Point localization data
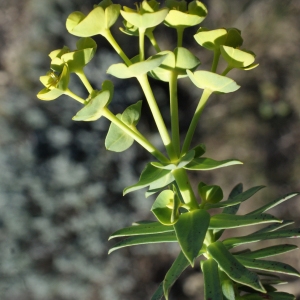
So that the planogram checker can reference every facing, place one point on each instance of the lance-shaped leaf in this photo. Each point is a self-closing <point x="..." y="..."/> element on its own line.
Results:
<point x="195" y="14"/>
<point x="231" y="266"/>
<point x="142" y="19"/>
<point x="233" y="201"/>
<point x="179" y="265"/>
<point x="149" y="176"/>
<point x="55" y="84"/>
<point x="271" y="296"/>
<point x="256" y="237"/>
<point x="142" y="228"/>
<point x="191" y="229"/>
<point x="212" y="286"/>
<point x="269" y="251"/>
<point x="97" y="21"/>
<point x="273" y="203"/>
<point x="76" y="60"/>
<point x="166" y="208"/>
<point x="166" y="237"/>
<point x="213" y="82"/>
<point x="117" y="140"/>
<point x="183" y="161"/>
<point x="122" y="71"/>
<point x="274" y="227"/>
<point x="226" y="221"/>
<point x="203" y="164"/>
<point x="266" y="265"/>
<point x="237" y="58"/>
<point x="97" y="101"/>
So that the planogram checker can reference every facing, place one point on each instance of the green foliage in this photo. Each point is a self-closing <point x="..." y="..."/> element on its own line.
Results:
<point x="180" y="218"/>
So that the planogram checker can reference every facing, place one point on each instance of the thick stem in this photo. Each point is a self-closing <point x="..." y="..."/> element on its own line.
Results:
<point x="74" y="96"/>
<point x="179" y="36"/>
<point x="136" y="136"/>
<point x="153" y="41"/>
<point x="143" y="80"/>
<point x="215" y="61"/>
<point x="84" y="80"/>
<point x="185" y="189"/>
<point x="107" y="34"/>
<point x="142" y="43"/>
<point x="194" y="122"/>
<point x="174" y="112"/>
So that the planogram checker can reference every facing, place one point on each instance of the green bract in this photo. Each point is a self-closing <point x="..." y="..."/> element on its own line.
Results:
<point x="195" y="220"/>
<point x="99" y="20"/>
<point x="55" y="84"/>
<point x="179" y="17"/>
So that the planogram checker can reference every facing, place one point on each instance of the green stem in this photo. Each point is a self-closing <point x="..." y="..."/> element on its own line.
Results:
<point x="153" y="41"/>
<point x="142" y="43"/>
<point x="174" y="112"/>
<point x="226" y="71"/>
<point x="136" y="136"/>
<point x="185" y="188"/>
<point x="179" y="36"/>
<point x="194" y="122"/>
<point x="143" y="80"/>
<point x="84" y="80"/>
<point x="74" y="96"/>
<point x="107" y="34"/>
<point x="216" y="60"/>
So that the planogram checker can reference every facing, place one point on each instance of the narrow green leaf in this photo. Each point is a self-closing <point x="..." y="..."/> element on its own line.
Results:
<point x="159" y="293"/>
<point x="179" y="265"/>
<point x="150" y="175"/>
<point x="190" y="230"/>
<point x="232" y="201"/>
<point x="203" y="164"/>
<point x="256" y="237"/>
<point x="273" y="203"/>
<point x="268" y="265"/>
<point x="269" y="251"/>
<point x="231" y="266"/>
<point x="166" y="237"/>
<point x="226" y="221"/>
<point x="212" y="286"/>
<point x="144" y="228"/>
<point x="213" y="82"/>
<point x="274" y="227"/>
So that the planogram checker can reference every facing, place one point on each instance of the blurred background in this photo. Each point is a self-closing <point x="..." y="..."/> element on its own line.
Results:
<point x="61" y="191"/>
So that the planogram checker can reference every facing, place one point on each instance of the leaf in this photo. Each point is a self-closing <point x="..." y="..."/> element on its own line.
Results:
<point x="269" y="251"/>
<point x="237" y="58"/>
<point x="150" y="175"/>
<point x="116" y="139"/>
<point x="191" y="229"/>
<point x="273" y="203"/>
<point x="179" y="265"/>
<point x="212" y="286"/>
<point x="266" y="265"/>
<point x="234" y="201"/>
<point x="231" y="266"/>
<point x="144" y="228"/>
<point x="166" y="237"/>
<point x="226" y="221"/>
<point x="137" y="69"/>
<point x="163" y="207"/>
<point x="145" y="20"/>
<point x="203" y="164"/>
<point x="256" y="237"/>
<point x="213" y="82"/>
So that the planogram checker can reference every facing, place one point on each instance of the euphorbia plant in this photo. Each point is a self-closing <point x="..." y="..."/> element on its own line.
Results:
<point x="178" y="215"/>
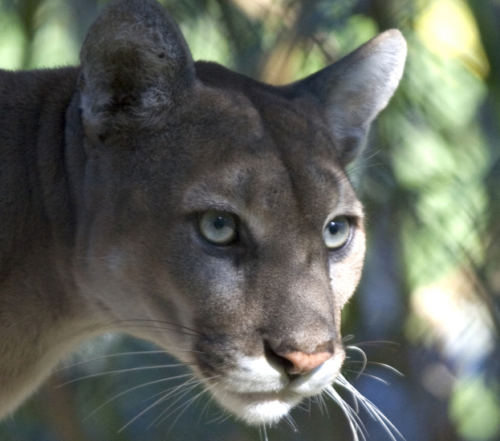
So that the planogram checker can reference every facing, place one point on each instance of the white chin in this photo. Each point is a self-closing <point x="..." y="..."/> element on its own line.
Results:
<point x="257" y="408"/>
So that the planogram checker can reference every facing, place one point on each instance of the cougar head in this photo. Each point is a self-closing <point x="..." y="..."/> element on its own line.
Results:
<point x="216" y="217"/>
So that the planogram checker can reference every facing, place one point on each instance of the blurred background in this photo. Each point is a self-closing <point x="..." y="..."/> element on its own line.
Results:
<point x="428" y="305"/>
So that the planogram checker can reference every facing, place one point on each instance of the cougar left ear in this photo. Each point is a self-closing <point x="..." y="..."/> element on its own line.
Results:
<point x="356" y="88"/>
<point x="135" y="62"/>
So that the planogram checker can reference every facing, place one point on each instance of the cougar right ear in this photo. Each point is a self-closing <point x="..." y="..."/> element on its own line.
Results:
<point x="356" y="88"/>
<point x="135" y="62"/>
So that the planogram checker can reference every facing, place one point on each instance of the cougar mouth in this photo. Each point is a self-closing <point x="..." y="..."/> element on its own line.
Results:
<point x="258" y="393"/>
<point x="258" y="407"/>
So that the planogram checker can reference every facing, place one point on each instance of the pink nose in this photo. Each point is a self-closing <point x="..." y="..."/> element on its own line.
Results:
<point x="304" y="363"/>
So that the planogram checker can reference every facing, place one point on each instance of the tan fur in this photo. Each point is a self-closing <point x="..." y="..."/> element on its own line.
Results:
<point x="105" y="171"/>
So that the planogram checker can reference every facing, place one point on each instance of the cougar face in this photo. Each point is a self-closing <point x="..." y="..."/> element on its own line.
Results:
<point x="212" y="213"/>
<point x="243" y="257"/>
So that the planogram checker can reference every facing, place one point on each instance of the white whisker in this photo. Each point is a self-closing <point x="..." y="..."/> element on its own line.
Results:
<point x="373" y="410"/>
<point x="134" y="388"/>
<point x="160" y="400"/>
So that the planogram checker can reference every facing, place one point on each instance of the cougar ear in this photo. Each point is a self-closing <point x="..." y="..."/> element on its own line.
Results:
<point x="356" y="88"/>
<point x="135" y="62"/>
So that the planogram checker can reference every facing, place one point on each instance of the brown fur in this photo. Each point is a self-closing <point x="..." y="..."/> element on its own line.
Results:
<point x="105" y="170"/>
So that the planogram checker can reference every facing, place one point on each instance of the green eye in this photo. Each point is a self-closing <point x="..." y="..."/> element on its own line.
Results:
<point x="337" y="232"/>
<point x="218" y="227"/>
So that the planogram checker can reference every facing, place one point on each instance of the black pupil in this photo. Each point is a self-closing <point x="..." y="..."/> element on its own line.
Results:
<point x="219" y="223"/>
<point x="334" y="228"/>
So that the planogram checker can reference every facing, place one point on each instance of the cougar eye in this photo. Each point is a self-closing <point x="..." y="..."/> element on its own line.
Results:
<point x="218" y="227"/>
<point x="337" y="232"/>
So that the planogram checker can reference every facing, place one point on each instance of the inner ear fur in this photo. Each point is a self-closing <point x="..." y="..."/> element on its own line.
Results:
<point x="356" y="88"/>
<point x="135" y="61"/>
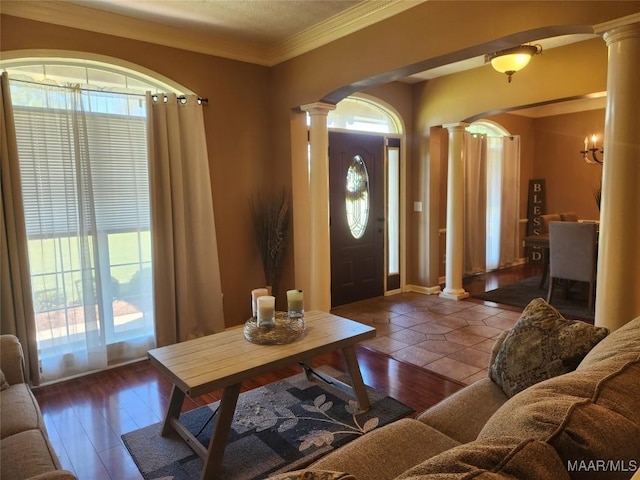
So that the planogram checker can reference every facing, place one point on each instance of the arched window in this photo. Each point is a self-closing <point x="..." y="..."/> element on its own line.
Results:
<point x="82" y="151"/>
<point x="363" y="114"/>
<point x="98" y="73"/>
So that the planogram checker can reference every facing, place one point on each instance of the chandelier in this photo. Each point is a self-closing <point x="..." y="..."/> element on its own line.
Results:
<point x="512" y="60"/>
<point x="594" y="150"/>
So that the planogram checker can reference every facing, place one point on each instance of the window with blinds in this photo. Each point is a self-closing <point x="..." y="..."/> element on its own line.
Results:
<point x="84" y="175"/>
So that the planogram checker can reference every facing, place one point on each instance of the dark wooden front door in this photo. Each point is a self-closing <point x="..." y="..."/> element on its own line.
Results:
<point x="356" y="184"/>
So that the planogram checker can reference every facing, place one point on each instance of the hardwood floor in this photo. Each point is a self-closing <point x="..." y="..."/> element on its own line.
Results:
<point x="86" y="416"/>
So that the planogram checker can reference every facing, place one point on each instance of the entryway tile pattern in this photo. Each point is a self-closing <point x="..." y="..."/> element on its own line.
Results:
<point x="452" y="338"/>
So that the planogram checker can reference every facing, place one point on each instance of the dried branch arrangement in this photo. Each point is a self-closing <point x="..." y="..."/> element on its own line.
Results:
<point x="270" y="214"/>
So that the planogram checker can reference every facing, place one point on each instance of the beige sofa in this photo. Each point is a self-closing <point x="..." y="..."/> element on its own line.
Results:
<point x="25" y="450"/>
<point x="527" y="420"/>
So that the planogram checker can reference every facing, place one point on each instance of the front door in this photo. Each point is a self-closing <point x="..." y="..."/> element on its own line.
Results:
<point x="356" y="185"/>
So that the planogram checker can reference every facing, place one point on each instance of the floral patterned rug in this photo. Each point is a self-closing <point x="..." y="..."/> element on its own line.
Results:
<point x="279" y="427"/>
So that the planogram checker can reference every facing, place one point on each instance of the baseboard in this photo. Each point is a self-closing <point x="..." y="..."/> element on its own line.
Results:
<point x="424" y="290"/>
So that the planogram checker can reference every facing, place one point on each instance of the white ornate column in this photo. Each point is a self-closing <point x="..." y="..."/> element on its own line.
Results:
<point x="319" y="295"/>
<point x="618" y="281"/>
<point x="455" y="213"/>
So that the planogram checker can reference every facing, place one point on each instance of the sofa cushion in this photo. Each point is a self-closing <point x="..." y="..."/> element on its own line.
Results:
<point x="542" y="344"/>
<point x="25" y="455"/>
<point x="590" y="415"/>
<point x="310" y="474"/>
<point x="386" y="452"/>
<point x="462" y="415"/>
<point x="623" y="344"/>
<point x="19" y="411"/>
<point x="492" y="459"/>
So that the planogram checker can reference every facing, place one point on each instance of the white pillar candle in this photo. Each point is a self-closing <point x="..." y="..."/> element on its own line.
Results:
<point x="295" y="303"/>
<point x="258" y="292"/>
<point x="266" y="311"/>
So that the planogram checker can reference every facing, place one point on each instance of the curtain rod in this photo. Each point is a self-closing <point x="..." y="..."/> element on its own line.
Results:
<point x="182" y="98"/>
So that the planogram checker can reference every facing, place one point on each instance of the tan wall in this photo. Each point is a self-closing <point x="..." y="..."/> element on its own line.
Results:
<point x="481" y="93"/>
<point x="570" y="181"/>
<point x="236" y="122"/>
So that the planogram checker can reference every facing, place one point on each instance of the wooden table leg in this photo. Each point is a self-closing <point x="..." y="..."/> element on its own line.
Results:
<point x="218" y="442"/>
<point x="173" y="411"/>
<point x="356" y="377"/>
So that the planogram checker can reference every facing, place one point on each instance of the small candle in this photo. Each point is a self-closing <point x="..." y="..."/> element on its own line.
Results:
<point x="258" y="292"/>
<point x="295" y="303"/>
<point x="266" y="311"/>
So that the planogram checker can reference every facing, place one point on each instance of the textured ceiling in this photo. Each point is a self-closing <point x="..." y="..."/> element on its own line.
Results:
<point x="259" y="31"/>
<point x="258" y="21"/>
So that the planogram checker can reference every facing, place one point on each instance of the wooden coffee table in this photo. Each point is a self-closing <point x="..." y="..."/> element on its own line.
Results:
<point x="223" y="360"/>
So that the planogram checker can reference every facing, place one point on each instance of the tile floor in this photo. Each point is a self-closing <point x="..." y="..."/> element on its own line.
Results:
<point x="452" y="338"/>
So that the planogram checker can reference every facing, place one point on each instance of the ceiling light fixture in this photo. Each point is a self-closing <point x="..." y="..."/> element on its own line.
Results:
<point x="594" y="150"/>
<point x="512" y="60"/>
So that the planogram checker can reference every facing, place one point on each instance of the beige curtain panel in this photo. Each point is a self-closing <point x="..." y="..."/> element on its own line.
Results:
<point x="187" y="288"/>
<point x="475" y="199"/>
<point x="17" y="314"/>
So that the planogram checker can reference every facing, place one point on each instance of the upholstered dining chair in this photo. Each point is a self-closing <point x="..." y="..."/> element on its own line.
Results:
<point x="569" y="217"/>
<point x="546" y="219"/>
<point x="572" y="255"/>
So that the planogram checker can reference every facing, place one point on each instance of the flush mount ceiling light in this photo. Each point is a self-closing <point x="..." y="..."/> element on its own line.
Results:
<point x="512" y="60"/>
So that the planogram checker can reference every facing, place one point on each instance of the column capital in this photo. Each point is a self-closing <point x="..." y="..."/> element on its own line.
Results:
<point x="627" y="21"/>
<point x="622" y="32"/>
<point x="318" y="108"/>
<point x="456" y="126"/>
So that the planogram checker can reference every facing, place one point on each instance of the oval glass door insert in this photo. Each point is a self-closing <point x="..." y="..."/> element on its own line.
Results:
<point x="357" y="197"/>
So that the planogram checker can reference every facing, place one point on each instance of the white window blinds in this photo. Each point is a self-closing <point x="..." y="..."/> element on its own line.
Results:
<point x="116" y="148"/>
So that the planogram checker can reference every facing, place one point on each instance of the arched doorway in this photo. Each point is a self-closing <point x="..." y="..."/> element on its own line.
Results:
<point x="492" y="193"/>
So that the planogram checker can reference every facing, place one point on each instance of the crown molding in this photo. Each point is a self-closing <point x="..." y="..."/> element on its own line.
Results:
<point x="617" y="23"/>
<point x="85" y="18"/>
<point x="350" y="21"/>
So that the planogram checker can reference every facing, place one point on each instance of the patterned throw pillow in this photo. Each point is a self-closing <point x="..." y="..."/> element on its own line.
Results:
<point x="3" y="381"/>
<point x="541" y="345"/>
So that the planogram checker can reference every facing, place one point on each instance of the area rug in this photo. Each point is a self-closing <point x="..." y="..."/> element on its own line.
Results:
<point x="279" y="427"/>
<point x="519" y="294"/>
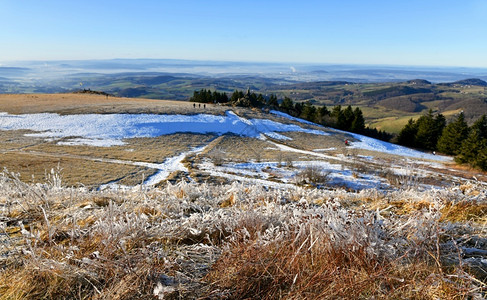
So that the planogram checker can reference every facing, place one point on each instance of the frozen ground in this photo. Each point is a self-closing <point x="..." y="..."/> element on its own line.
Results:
<point x="352" y="171"/>
<point x="111" y="129"/>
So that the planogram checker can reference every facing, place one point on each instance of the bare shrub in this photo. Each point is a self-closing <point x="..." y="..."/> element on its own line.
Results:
<point x="312" y="174"/>
<point x="236" y="241"/>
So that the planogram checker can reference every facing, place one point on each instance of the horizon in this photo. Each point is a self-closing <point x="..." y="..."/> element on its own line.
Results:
<point x="417" y="33"/>
<point x="10" y="63"/>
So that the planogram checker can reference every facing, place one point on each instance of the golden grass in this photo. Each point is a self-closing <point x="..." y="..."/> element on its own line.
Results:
<point x="31" y="156"/>
<point x="153" y="150"/>
<point x="35" y="168"/>
<point x="299" y="268"/>
<point x="86" y="103"/>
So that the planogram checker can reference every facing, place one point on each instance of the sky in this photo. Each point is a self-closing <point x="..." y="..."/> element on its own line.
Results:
<point x="386" y="32"/>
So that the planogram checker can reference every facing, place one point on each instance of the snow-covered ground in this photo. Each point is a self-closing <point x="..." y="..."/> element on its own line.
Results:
<point x="368" y="143"/>
<point x="111" y="129"/>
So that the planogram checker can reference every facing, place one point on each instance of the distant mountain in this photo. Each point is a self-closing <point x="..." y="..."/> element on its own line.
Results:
<point x="418" y="82"/>
<point x="470" y="81"/>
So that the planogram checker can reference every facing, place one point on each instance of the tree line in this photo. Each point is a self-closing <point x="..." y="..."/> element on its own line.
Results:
<point x="430" y="132"/>
<point x="347" y="119"/>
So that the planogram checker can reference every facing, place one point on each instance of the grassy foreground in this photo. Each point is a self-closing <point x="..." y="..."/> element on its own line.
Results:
<point x="200" y="241"/>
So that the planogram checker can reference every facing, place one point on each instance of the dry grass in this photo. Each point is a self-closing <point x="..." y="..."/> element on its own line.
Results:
<point x="86" y="103"/>
<point x="195" y="241"/>
<point x="76" y="171"/>
<point x="152" y="150"/>
<point x="88" y="165"/>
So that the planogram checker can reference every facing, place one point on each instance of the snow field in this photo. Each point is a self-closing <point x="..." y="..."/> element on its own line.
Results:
<point x="110" y="129"/>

**Your task**. Restate word for word the entries above, starting at the line with "of the chandelier" and ending at the line with "of the window", inclusive, and no others.

**Response to the task**.
So that the planogram checker can reference every facing, place one point on each instance of the chandelier in this photo. Each point is a self-closing <point x="..." y="..."/> element on its own line.
Results:
<point x="512" y="60"/>
<point x="594" y="150"/>
So that the planogram checker can reference every facing, place one point on each instance of the window with blinds in this photo. Each point is a self-closing <point x="..." y="..."/> element on its own line.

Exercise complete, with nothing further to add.